Tasks:
**a.** Return the part of the passage on surrogates that starts at "The two main" and ends at "to the soul.", copied word for word.
**b.** Resume the passage on surrogates from the point where it stops.

Text:
************
The downside is that people have become addicted to surrogates. They can no longer do anything without them because the original form is not good enough. Due to this dependency, they are effectively confined to the stim operator's chair, isolated and imprisoned in their homes. They are confined to the chairs much like people are confined to pods in The Matrix, only here the world is not false, the surrogates living in it are.

However, there are still some who are against the use of surrogates (you can probably already guess who they represent). They are called the Human Coalition and they live on "Dread Reservations". Dread meaning against or fear, these places are for those who are anti-surrogate; they are Luddites, backwards, against progress. Because the surrogates have been identified as an evolutionary step at the start of the film, we realize that the Human Coalition is against evolution itself, or the furthering of the species, thus providing the "religious nut" connotation.

Lo and behold the Human Coalition has a Prophet, who looks directly at the viewer and says, "Those machines walking around out there are a lie. You have been sold a lie." We know he's referring to the surrogates but he's also unconsciously alluding to the thematic material as well: the Gnostic notion of the body being a prison for the soul.

The two main characters are FBI Agents Tom Greer and Jennifer Peters. They arrive on the scene to investigate a double homicide.


Two surrogates are down and their optical units are burned out. They also find their identity chips are destroyed as well. The eyes, as we all know, are the windows to the soul.

The agents soon find that both of the operators are dead in their stim chairs as well. This is unheard of: the operators of the surrogates are supposed to be protected by a failsafe.
We also find that the attractive female surrogate was actually operated by an unattractive fat guy. With a surrogate, people can be whatever they want and are not always what they appear to be; this builds upon the false reality theme.
************
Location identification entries
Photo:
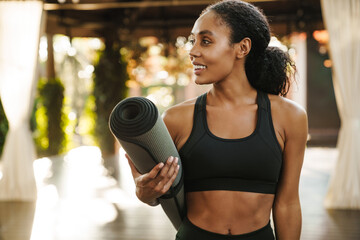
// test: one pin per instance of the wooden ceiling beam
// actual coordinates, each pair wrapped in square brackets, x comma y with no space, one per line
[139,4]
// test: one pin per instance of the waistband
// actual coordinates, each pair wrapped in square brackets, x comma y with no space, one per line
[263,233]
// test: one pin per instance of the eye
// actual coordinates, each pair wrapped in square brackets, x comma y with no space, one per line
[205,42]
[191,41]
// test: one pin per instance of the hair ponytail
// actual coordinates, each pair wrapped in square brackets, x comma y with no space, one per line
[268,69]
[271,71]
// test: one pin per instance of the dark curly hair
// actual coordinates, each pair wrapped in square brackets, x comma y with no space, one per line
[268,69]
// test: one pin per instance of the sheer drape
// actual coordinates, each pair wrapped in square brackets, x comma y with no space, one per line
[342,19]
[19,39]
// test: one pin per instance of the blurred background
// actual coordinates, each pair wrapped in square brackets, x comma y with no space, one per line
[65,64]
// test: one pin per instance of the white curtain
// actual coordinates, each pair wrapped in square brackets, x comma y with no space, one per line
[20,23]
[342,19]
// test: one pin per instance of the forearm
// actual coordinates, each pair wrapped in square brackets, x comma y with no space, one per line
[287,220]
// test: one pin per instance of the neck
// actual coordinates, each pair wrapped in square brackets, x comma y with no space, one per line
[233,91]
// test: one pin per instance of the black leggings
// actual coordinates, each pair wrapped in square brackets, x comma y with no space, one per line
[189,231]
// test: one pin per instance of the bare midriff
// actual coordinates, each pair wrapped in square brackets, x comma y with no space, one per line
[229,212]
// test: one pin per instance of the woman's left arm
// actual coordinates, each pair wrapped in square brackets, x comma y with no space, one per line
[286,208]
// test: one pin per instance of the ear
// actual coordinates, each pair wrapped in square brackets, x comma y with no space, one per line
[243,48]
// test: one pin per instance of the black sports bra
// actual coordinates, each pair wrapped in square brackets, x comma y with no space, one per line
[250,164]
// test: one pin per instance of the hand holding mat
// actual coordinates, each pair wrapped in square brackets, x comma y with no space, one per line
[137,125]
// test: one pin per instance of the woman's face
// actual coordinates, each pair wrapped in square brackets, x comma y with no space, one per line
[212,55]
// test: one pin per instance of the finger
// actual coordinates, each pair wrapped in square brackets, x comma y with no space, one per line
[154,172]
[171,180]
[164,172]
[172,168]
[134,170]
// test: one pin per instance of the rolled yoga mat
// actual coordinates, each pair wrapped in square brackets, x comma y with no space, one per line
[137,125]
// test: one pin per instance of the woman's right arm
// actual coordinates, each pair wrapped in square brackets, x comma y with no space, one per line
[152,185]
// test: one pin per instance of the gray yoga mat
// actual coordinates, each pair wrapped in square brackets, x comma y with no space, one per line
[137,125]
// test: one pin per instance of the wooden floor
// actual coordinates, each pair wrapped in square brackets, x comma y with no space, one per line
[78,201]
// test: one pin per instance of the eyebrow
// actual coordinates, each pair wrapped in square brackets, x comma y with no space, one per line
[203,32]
************
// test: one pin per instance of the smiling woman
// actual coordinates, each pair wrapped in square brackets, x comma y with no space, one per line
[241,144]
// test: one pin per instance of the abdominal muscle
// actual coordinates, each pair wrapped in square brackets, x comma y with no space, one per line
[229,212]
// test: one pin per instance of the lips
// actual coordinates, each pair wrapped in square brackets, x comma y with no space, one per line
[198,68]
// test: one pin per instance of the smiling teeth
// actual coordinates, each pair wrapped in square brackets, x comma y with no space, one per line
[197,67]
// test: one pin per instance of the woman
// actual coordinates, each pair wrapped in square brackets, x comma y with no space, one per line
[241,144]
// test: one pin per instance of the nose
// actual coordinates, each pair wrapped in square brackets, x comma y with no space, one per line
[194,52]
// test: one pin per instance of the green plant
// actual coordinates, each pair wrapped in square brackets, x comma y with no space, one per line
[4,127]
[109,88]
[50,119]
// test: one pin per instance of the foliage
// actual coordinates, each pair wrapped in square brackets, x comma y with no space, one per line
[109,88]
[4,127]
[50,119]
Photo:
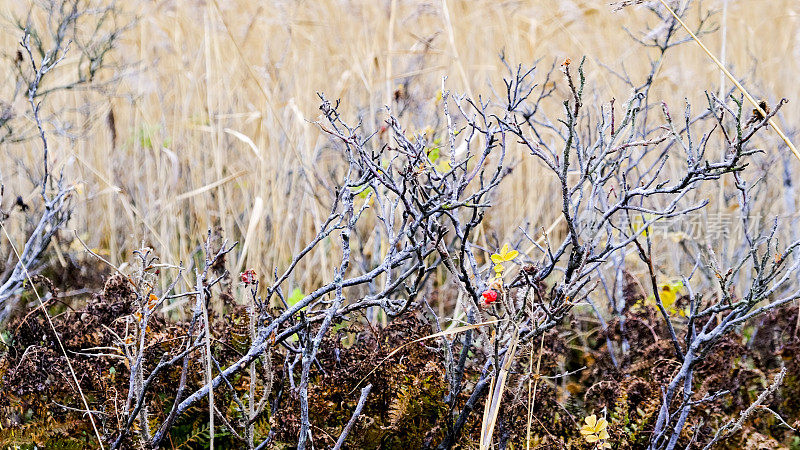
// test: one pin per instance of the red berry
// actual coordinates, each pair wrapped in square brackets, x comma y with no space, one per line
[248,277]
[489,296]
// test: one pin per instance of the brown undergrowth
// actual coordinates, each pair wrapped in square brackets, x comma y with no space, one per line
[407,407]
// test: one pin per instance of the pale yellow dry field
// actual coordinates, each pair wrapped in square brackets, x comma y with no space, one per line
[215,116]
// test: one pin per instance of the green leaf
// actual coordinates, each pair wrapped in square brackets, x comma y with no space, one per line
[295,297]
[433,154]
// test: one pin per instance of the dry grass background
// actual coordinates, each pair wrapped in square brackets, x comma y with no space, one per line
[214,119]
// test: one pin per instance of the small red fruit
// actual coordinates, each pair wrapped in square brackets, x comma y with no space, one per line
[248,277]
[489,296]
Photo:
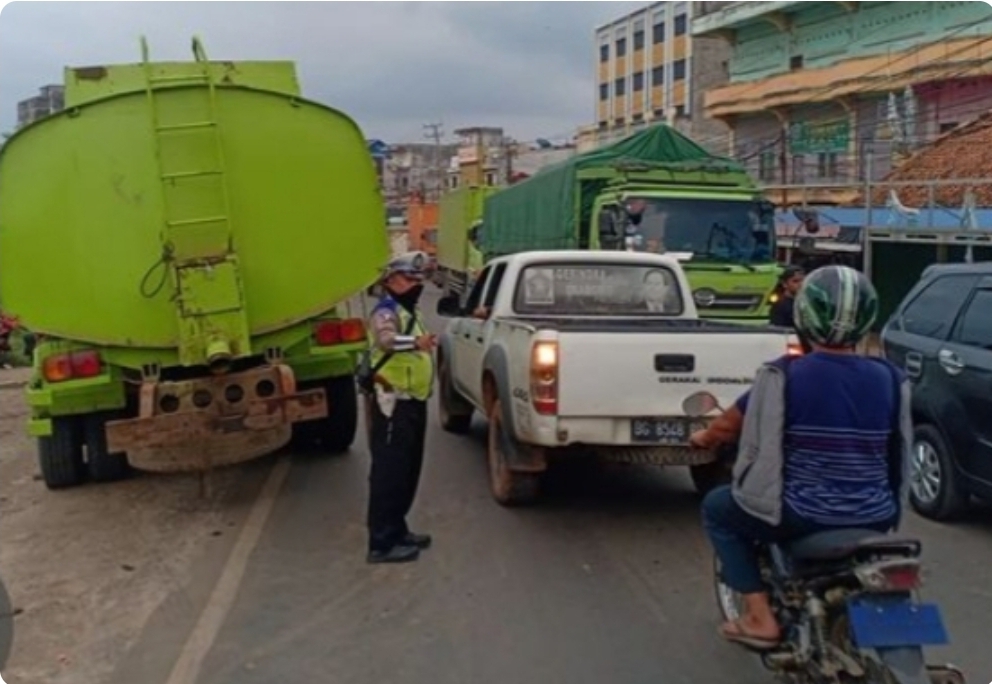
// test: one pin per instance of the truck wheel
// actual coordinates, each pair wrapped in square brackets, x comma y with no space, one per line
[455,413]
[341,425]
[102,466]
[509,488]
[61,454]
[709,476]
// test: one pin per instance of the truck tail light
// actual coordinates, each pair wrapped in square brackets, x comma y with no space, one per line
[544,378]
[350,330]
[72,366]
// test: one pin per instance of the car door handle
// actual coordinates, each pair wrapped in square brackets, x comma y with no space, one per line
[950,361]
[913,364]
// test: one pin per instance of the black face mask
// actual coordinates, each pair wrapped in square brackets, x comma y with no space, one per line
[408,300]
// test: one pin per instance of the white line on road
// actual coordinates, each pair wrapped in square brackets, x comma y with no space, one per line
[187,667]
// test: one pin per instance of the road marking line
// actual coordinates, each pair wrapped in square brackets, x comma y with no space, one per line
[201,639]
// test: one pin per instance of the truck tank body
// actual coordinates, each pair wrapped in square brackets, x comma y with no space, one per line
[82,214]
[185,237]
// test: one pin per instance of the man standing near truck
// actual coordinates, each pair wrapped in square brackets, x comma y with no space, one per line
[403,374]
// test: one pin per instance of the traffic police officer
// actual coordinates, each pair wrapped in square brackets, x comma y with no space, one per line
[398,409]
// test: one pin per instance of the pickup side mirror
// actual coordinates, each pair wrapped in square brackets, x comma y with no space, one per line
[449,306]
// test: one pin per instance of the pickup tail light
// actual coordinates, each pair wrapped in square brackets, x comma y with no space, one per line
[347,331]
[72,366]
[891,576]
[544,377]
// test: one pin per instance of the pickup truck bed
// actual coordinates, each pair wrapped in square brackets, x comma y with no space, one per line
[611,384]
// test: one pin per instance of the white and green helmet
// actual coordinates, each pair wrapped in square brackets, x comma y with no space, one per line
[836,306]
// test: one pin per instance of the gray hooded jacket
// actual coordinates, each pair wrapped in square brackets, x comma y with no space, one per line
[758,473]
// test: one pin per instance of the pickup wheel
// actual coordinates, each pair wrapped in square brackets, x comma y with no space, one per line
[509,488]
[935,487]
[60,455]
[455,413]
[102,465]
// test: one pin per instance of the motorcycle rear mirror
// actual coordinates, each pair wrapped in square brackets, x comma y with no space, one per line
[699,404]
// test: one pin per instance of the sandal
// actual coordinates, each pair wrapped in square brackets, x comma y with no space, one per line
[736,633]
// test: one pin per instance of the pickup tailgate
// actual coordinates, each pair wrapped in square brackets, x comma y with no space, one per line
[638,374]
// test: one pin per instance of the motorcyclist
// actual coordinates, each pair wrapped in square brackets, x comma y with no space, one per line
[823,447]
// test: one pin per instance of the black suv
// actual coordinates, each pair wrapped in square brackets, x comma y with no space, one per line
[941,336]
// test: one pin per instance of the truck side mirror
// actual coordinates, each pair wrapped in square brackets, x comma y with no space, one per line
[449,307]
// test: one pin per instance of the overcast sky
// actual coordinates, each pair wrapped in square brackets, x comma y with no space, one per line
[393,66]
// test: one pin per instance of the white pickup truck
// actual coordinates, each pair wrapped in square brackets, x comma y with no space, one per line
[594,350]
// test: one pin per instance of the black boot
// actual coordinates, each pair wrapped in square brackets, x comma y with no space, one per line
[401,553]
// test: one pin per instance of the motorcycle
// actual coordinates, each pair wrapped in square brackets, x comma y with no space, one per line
************
Answers for this exercise:
**a.**
The two main characters are FBI Agents Tom Greer and Jennifer Peters. They arrive on the scene to investigate a double homicide.


Two surrogates are down and their optical units are burned out. They also find their identity chips are destroyed as well. The eyes, as we all know, are the windows to the soul.

**b.**
In the film the real human body represents the true self, or soul, while the surrogate represents the material self, the fake, illusory self. Taken together we have the symbol of the soul trapped in a material prison.

The male victim was the son of Dr. Lionel Canter, the inventor of surrogates. He is identified as "the father of surrogacy."
Obviously, every Gnostic-Luciferian film needs a demiurge god-figure, and Canter is it. He's the creator of the surrogate prisons. He did however create the surrogates with good intentions: being handicapped himself, Canter invented the robotic technology to help others with disabilities.
On the magazine covers above we see that Canter is split, i.e., there was a divide between the creator and the creation. His corporation, Virtual Self Incorporated (VSI), wanted to take the technology in a different direction than the founder. And after some disagreement, the corporation forced the creator out.
This split between the creator and his creation has a subtle "fall of man" hint to it--although here it's the chairman who fell; but this is a point where the creation went rogue.

When Agents Greer and Peters go to Canter's house we see the divided man motif repeated by the door.


VSI, we are told, is the largest corporation in the world. Inside we see an assembly line of surrogates.
The viewer must wonder not only how people afford these robots, but also where do the tremendous amounts of resources come from to built these billions of robots? And what are the environmental implications of this? But these are beside the point.


We'll interrupt our review here for a note on this scene: When Agent Peters visits some kind of FBI surveillance room she meets a human, a "meatbag," Bobby Saunders, who has located the suspect. He also tells her, "I can tap into anyone's feed. It's kind of like being in God's head."
Using the surrogates, the government can see everything by tapping into their feeds. It's hard to recall how many recent films have this same trope of the all-seeing government; we have also commented numerous times in other posts on how the surveillance society duplicates the aspects of God, that of being all-knowing and everywhere, and thus all-powerful--the savior is a G-man, don't forget.
He can also get an instant court order to shut down any surrogate about to commit a crime, which Peters thought illegal. But, Bobby tells her, it's okay because they're the good guys. Right. This scene we would consider part of the overt propaganda narrative, and separate from the underlying Gnostic text as the benevolent surveillance grid via surrogates contradicts the destructive aspects of the same preached against by the film.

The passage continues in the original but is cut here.